=== Предложенный текст ===

– Не ошибаетесь. Мы хотели показать, как сегодняшнее поколение молодых людей видит те проблемы, которые существовали во времена Гете. Во время исполнения мы стремимся к тому, чтобы элементы фигурного катания не выпячивались, не были самоцелью, а являлись средством выражения идеи. В свое время меня, Володю Котина, когда мы были действующими спортсменами, поругивали за увлечение художественной стороной, но сейчас именно на эту сторону основное внимание.
– Говорят, язык театра – язык движений, не важно, на льду ли, на деревянной сцене.
– Это так, и чем мы сильнее в этом своем языке, чем богаче, тем глубже можем проникнуть в любой, даже самый сложный, коварный, образ и довести свои замыслы до нужного воплощения, опять же в интересах наших зрителей. Высококлассный фигурист чем отличается? Высочайшей техникой, и нам, теперь артистам, необходимо обязательно владеть такой. А как иначе ставить спектакли о роли художника, о каких-то высоких понятиях и материях?
Спрашиваю Игоря, кто помогает ему в работе?

=== Приведённые данные ===

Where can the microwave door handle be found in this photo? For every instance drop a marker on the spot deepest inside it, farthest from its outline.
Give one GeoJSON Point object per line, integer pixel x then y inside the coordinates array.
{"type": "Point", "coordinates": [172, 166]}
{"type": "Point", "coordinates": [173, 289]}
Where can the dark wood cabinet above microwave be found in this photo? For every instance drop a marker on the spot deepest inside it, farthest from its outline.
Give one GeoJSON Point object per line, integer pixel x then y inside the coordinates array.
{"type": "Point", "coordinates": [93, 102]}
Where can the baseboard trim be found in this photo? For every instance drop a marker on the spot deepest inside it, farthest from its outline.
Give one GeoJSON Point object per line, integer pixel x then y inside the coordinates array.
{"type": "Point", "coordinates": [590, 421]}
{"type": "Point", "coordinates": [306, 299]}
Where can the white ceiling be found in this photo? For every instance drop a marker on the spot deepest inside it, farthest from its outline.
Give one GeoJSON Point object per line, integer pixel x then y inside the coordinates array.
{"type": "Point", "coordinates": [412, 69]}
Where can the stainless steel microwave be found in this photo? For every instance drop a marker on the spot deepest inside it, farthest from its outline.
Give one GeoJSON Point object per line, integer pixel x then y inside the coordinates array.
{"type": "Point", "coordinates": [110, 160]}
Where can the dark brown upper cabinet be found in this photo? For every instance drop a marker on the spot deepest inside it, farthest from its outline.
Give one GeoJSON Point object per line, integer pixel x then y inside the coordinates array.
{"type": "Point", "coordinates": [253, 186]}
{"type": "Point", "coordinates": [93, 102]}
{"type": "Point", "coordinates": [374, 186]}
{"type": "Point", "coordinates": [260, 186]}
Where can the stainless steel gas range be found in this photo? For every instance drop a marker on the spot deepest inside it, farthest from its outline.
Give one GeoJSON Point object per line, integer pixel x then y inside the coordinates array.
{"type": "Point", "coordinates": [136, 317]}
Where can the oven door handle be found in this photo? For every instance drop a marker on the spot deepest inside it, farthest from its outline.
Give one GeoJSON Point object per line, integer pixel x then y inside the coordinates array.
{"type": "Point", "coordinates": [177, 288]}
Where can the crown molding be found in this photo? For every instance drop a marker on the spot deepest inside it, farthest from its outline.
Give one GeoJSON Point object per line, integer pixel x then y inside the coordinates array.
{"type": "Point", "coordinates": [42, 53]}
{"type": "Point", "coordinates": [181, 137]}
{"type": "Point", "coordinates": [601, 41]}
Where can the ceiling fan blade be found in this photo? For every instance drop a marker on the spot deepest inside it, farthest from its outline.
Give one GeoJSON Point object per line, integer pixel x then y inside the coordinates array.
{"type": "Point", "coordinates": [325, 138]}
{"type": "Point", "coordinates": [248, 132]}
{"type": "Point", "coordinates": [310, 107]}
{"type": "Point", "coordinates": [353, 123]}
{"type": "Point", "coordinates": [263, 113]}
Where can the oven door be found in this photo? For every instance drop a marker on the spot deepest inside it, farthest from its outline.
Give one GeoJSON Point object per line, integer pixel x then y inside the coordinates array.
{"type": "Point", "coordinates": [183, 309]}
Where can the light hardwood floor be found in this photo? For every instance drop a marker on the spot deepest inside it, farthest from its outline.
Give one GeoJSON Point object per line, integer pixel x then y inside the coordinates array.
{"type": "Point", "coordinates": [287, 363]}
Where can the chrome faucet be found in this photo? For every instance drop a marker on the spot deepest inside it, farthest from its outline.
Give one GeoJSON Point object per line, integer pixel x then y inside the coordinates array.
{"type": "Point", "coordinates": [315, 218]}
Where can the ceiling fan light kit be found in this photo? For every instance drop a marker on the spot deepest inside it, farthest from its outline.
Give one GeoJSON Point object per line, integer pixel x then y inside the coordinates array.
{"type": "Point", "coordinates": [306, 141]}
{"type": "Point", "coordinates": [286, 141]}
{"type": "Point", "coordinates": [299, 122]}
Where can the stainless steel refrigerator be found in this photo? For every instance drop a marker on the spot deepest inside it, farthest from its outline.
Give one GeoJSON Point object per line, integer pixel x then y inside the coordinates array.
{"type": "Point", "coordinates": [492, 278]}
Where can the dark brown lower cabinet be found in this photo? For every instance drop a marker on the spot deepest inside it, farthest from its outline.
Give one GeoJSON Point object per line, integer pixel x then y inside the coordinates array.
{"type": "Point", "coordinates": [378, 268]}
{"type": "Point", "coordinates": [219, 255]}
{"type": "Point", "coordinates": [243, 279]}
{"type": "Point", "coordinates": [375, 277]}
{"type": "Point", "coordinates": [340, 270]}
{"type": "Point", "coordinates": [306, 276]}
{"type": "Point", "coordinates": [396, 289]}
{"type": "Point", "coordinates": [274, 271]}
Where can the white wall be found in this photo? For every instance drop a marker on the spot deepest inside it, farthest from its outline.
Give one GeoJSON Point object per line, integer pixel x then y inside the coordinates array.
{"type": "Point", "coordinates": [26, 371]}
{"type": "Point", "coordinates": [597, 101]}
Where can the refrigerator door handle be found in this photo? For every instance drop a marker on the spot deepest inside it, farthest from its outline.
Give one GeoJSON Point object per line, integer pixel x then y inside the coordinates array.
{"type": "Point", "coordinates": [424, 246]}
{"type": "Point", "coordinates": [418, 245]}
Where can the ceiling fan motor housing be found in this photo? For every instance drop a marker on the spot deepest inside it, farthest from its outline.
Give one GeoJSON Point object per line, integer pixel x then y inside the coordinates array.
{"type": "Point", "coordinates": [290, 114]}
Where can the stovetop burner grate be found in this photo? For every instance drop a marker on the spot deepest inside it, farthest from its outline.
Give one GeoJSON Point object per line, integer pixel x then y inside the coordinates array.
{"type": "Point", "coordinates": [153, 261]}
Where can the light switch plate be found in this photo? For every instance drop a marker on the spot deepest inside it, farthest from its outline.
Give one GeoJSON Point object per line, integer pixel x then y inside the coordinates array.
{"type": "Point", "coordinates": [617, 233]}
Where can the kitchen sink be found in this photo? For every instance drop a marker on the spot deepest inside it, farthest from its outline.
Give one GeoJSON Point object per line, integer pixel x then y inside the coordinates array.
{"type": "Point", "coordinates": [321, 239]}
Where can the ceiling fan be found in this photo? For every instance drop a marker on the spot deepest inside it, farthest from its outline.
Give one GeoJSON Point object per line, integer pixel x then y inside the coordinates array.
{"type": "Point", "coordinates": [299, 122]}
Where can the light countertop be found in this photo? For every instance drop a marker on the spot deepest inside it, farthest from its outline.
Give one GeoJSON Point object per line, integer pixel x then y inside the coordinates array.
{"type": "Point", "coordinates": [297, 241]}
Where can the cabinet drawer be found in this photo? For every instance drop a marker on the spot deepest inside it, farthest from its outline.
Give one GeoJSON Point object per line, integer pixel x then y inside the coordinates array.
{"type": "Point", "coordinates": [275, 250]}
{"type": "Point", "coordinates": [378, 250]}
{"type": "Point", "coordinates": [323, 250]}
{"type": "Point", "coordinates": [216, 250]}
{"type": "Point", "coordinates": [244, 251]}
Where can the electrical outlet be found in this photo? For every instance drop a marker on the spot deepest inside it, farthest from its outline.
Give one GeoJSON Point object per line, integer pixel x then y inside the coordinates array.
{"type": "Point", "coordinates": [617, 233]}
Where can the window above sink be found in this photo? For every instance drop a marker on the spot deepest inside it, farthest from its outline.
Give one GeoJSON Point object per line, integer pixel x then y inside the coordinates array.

===

**Задание**
Чем, согласно предложенному тексту, отличается высококлассный фигурист?

**Ответ к заданию**
Высочайшей техникой.